* PAGE TEXT *
○ ○ ○ ○ ○ ○ ○

Friday 25 May 2007

Locally-Maintained Reputation

In response to yesterday's blog post, Cisco DE Jim Fenton* wrote:
reputation can be locally-maintained. Local reputation is not as powerful as shared reputation services, but does provide benefit in the short term.
Yes, that's right. Local domain reputation is often expressed in terms of whitelists and blacklists. Without sender authentication, these are notoriously unreliable.

It nicely illustrates one of the benefits of authentication.

For example, users of anti-spam filters sometimes find their colleagues' email in the quarantine, so they add a wildcard whitelist entry for their domain. They soon discover that a significant chunk of spam will have their domain forged into the sender address. Without sender authentication, there's not a lot can be done about this.

However, with sender authentication, you can have a whitelisted domain entry that only allows the message a free pass if the authentication passes -- otherwise the normal spam filtering rules apply.

○ ○ ○ ○ ○ ○ ○

* REQUIREMENT 1 *
In the blog post on locally-maintained reputation above, how is local domain reputation often expressed?
* REQUIREMENT 2 *
Translate this sentence from the blog post on locally-maintained reputation into French: "It nicely illustrates one of the benefits of authentication."
* REQUIREMENT 3 *
Carry on the blog post about locally-maintained reputation from its final sentence.

* GIVEN DATA *
○ ○ ○ ○ ○ ○ ○

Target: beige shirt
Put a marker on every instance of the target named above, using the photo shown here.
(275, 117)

○ ○ ○ ○ ○ ○ ○

* TASK OUTPUT 1 *
In terms of whitelists and blacklists.

* TASK OUTPUT 2 *
Cela illustre bien l'un des avantages de l'authentification.

* TASK OUTPUT 3 *
You could even impose a local policy that says if a message "from" our domain fails authentication, we'll reject it as spam, but this is probably too risky, at least in the early stages of deployment.

* - well, they claimed to be "Jim Fenton" and I assume it's that Jim, but perhaps it was a dog

Thursday 24 May 2007

CNET's Error Explaining DKIM

Declan McCullagh, writing in CNET, makes the standard schoolboy error of assuming that email sender authentication technologies are "antispam techniques."

They're not.

DomainKeys Identified Mail (DKIM) and other sender authentication technologies are simply ways to detect forgeries. At best, they give a partial indication whether a message is spam or not, but their main use is to allow recipients to look up the reputation of the sending domain.

Detecting phishing attacks via sender authentication depends on legitimate senders, such as PayPal, publishing information in the DNS. An email that purports to come from can then be verified against that published information.

Of course, this doesn’t stop phishers from using similar domains, such as Many users won't notice the difference. A DKIM test will "pass" because the bad actors own the fraudulent domain.

In other words, DKIM alone is almost useless. That's why we also need domain-level reputation services.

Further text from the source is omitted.